▶ **Work order**
What you write should be the line containing "Need: a point" followed by every line after it to the end of the listing, exactly as given, and nothing more.

▶ **Data provided**
# # # # #

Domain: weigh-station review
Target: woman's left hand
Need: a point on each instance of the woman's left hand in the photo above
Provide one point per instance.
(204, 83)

# # # # #

▶ **Answer space**
Need: a point on each instance of the woman's left hand in the photo above
Provide one point per instance.
(204, 83)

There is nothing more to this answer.